= Task goal =
Please return only the lines from the one holding "Every instance of the white brick" through the one holding "Every instance of the window gets", exactly as they appear in the records below, both ends included.

= Data for processing =
»»

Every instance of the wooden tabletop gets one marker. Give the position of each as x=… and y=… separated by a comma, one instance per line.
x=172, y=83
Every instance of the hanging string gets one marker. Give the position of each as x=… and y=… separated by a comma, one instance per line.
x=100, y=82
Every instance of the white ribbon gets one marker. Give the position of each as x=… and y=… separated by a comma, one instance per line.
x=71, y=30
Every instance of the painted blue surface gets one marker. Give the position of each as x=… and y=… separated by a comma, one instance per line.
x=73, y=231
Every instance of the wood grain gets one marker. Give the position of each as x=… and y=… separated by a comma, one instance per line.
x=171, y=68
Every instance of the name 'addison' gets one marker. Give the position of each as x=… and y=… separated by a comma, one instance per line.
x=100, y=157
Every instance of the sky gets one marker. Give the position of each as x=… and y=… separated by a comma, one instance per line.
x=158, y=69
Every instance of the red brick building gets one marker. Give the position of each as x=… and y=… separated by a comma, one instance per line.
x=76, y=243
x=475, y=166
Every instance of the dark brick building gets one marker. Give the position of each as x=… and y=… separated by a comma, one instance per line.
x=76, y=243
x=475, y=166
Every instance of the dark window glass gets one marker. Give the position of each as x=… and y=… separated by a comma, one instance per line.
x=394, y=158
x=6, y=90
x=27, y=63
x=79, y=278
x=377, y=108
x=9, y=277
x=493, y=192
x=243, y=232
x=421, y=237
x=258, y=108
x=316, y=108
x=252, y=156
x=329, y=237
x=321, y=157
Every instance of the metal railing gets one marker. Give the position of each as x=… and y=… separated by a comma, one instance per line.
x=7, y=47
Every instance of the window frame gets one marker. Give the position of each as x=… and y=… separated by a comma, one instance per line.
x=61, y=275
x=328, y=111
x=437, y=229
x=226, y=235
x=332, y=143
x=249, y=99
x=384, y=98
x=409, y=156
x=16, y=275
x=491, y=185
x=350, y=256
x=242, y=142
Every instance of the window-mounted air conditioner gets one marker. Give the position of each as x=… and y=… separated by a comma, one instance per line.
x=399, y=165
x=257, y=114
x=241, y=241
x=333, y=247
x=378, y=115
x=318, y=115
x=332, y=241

««
»»

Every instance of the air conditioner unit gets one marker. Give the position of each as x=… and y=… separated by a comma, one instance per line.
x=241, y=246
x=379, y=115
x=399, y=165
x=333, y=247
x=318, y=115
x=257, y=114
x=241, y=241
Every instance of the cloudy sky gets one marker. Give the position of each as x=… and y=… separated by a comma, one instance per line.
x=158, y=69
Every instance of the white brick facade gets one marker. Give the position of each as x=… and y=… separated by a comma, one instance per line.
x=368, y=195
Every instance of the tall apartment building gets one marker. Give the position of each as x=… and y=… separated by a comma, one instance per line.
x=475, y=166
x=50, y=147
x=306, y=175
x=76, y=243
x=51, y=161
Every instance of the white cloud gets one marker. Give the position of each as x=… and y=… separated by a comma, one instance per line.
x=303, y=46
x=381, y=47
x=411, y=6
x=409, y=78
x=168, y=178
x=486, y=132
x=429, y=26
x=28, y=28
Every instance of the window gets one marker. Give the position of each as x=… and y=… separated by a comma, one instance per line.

««
»»

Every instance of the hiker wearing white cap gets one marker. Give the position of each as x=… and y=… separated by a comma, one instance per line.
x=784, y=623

««

= Response box =
Every instance of the white brick facade gets one marker. Give the position of each as x=… and y=… separated by a comma, one instance per line.
x=368, y=195
Every instance of the tall apartment building gets one marker. Give the position of each as x=… and y=… separated by a comma, one instance per line.
x=475, y=166
x=50, y=147
x=306, y=175
x=76, y=243
x=51, y=161
Every instance of the white cloud gets one marker. Give the position of each as x=… and y=… separated by a comma, one instance per line.
x=303, y=46
x=381, y=47
x=411, y=6
x=409, y=78
x=168, y=178
x=486, y=132
x=429, y=26
x=28, y=28
Every instance of the window gets one marker. Give the position of each as x=… and y=… separated by a comma, one instance per line.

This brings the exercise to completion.